● Given text:

<<<<

Proposition: Suppose $(X,A)$ and $(Y,A)$ satisfy the homotopy extension property(HEP) and $f:X \to Y$ is a homotopy equivalence with $f\vert_A=1$ then $f$ is a homotopy equivalance relative $A$.
Proof:
Step1: Construct a homotopy from $g$ to a map $g_1$ with $g_1 \vert_A=1$
Let $h_t:X \to X$ be a homotopy from $gf=h_0$ to $1=h_1$. Since $f\vert_A=1$ we can view $h_t \vert_A$ as a homotopy from $g\vert _A$ to $1$.Since $(Y,A)$ has HEP, we can extend this homotopy to a homotopy $g_t: Y \to X$ from $g=g_0$ to a map $g_1$ with $g_1 \vert_A=1$
Step2: Show $g_1f$ is homotopic to $1$ rel $A$.
It is easy to obtain the homotopy between $g_1f$ and $1$ by using the homotopies of step $1$ and using transitivity. But the hard work is to construct a homotopy which is rel $A$. The proof is given in Hatchers book on page $17$ chapter $0$ but i dont follow the proof. Basically i don't see the motivation of that proof. Can anyone give me 'rough' idea to find a relative homotopy between $g_f$ and $1$
Thank you for all your time

>>>>

Can you rewrite the homotopy post between "Proposition: Suppose $(X,A)$" and "to $1$ rel $A$.", inclusive, changing "map" to "function"? Nothing in the material relates to the homotopy post.

● Extracted data:
<<<<

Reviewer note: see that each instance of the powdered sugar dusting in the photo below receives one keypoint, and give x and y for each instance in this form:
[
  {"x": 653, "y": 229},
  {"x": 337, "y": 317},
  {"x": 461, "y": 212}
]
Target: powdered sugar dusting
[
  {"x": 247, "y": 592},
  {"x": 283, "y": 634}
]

>>>>
<<<<

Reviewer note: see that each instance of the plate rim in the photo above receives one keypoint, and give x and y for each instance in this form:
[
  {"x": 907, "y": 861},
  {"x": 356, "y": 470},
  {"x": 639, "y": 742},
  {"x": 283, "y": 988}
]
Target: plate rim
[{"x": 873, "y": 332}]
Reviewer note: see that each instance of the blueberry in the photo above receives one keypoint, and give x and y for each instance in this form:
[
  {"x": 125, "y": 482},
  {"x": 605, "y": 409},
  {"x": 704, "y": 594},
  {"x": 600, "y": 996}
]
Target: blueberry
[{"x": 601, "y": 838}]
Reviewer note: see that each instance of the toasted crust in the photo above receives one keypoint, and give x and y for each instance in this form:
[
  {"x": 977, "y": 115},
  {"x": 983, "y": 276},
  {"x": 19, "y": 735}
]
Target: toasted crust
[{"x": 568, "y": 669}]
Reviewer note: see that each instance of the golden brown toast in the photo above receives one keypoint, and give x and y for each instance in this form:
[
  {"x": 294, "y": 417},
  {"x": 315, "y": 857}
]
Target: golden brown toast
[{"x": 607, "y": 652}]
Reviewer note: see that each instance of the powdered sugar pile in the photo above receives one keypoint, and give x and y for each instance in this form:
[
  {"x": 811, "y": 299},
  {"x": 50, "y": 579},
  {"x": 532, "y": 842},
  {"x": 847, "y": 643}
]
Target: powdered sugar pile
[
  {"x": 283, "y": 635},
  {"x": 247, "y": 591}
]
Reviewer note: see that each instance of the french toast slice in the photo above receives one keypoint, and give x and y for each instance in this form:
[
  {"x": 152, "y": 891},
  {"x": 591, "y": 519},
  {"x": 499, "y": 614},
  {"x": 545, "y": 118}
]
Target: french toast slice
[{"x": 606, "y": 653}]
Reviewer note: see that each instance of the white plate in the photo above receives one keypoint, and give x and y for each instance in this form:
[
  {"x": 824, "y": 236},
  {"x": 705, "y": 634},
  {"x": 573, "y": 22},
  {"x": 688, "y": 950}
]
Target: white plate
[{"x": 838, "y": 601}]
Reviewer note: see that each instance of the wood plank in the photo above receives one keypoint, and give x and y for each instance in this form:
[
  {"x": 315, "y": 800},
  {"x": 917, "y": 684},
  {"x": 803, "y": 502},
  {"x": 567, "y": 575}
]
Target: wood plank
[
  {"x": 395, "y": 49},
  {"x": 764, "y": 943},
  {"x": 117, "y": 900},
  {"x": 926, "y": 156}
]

>>>>

● The result:
Proposition: Suppose $(X,A)$ and $(Y,A)$ satisfy the homotopy extension property(HEP) and $f:X \to Y$ is a homotopy equivalence with $f\vert_A=1$ then $f$ is a homotopy equivalance relative $A$.
Proof:
Step1: Construct a homotopy from $g$ to a function $g_1$ with $g_1 \vert_A=1$
Let $h_t:X \to X$ be a homotopy from $gf=h_0$ to $1=h_1$. Since $f\vert_A=1$ we can view $h_t \vert_A$ as a homotopy from $g\vert _A$ to $1$.Since $(Y,A)$ has HEP, we can extend this homotopy to a homotopy $g_t: Y \to X$ from $g=g_0$ to a function $g_1$ with $g_1 \vert_A=1$
Step2: Show $g_1f$ is homotopic to $1$ rel $A$.